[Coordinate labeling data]

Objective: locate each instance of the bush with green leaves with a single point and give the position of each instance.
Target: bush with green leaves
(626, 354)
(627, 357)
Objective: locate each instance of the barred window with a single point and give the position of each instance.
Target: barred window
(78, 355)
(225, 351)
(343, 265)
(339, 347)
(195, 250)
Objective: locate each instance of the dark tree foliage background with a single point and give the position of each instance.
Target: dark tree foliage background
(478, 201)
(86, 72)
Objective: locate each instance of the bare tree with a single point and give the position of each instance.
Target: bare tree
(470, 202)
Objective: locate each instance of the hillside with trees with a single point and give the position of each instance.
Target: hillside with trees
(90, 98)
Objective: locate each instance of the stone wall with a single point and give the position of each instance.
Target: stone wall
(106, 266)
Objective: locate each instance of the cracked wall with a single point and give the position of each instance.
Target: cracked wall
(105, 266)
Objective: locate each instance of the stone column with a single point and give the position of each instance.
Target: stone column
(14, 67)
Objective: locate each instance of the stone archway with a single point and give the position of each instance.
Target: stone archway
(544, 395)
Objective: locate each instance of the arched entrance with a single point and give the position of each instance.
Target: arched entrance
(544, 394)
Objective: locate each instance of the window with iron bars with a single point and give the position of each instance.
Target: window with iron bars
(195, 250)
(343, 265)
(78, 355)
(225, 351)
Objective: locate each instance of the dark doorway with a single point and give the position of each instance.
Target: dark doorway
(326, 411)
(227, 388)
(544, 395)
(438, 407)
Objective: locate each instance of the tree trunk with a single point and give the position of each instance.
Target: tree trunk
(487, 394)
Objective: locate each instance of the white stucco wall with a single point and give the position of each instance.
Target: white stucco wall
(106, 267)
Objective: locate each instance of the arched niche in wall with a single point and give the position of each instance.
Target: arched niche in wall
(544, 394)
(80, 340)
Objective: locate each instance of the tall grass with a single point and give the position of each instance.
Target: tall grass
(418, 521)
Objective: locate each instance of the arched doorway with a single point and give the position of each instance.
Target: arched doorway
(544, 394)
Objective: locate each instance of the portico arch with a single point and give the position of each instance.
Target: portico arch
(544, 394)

- [Exercise instructions] Turn every line of the rows above into a JSON list of strings, with one string per line and blank lines omitted.

- [Task response]
[
  "Objective: locate each instance of the bush with green leaves with a single point and give the position of each instance.",
  "Target: bush with green leaves",
  "(626, 354)",
  "(627, 357)",
  "Objective: locate each instance of the barred window with a single point and give the position of each instance.",
  "Target: barred window",
  "(78, 355)",
  "(225, 351)",
  "(343, 265)",
  "(339, 347)",
  "(195, 250)",
  "Objective: locate each instance of the dark tree foliage background with a single point and give the position of each instance.",
  "Target: dark tree foliage background",
  "(478, 201)",
  "(86, 72)",
  "Objective: locate each instance of the bare tree with a single point and give the position of each instance.",
  "Target: bare tree",
  "(470, 202)",
  "Objective: locate each instance of the hillside with trees with a single point and give the position of each instance.",
  "Target: hillside with trees",
  "(90, 98)",
  "Objective: locate each instance of the stone wall with a single point and give the position of each instance.",
  "Target: stone wall",
  "(106, 266)",
  "Objective: locate each instance of the cracked wall with a single point and give the position of each instance.",
  "Target: cracked wall",
  "(105, 266)",
  "Objective: locate each instance of the stone column with a single point and give the position of each instance.",
  "Target: stone column",
  "(14, 67)",
  "Objective: locate each instance of the stone archway with a single point and give the position of each instance.",
  "Target: stone archway",
  "(544, 395)",
  "Objective: locate each instance of the arched entrance with a single point and give the position of each instance.",
  "Target: arched entrance",
  "(544, 394)",
  "Objective: locate each instance of the window with iron bars with a single point and give the position of each instance.",
  "Target: window with iron bars",
  "(195, 250)",
  "(343, 265)",
  "(78, 355)",
  "(225, 351)",
  "Objective: locate each instance of the dark doorway with a single point and give the position of each instance.",
  "Target: dark doorway",
  "(326, 411)",
  "(227, 388)",
  "(544, 395)",
  "(438, 407)",
  "Objective: locate each instance of the tree trunk with a single point and give the position of each instance.",
  "Target: tree trunk",
  "(487, 394)",
  "Objective: locate each instance of the white stucco wall with a single point and give the position of each instance.",
  "Target: white stucco wall",
  "(106, 267)",
  "Objective: locate each instance of the arched niche in wall with a single point and give the position of each instance.",
  "Target: arched niche in wall",
  "(544, 394)",
  "(80, 340)",
  "Objective: locate each instance of the tall grass with a single point and give the position of each instance.",
  "Target: tall grass",
  "(418, 521)",
  "Objective: locate each instance of the arched doorway with a single point and give the position of each instance.",
  "Target: arched doorway",
  "(544, 394)",
  "Objective: locate each instance of the portico arch with a single point and give the position of each instance.",
  "Target: portico arch",
  "(544, 394)"
]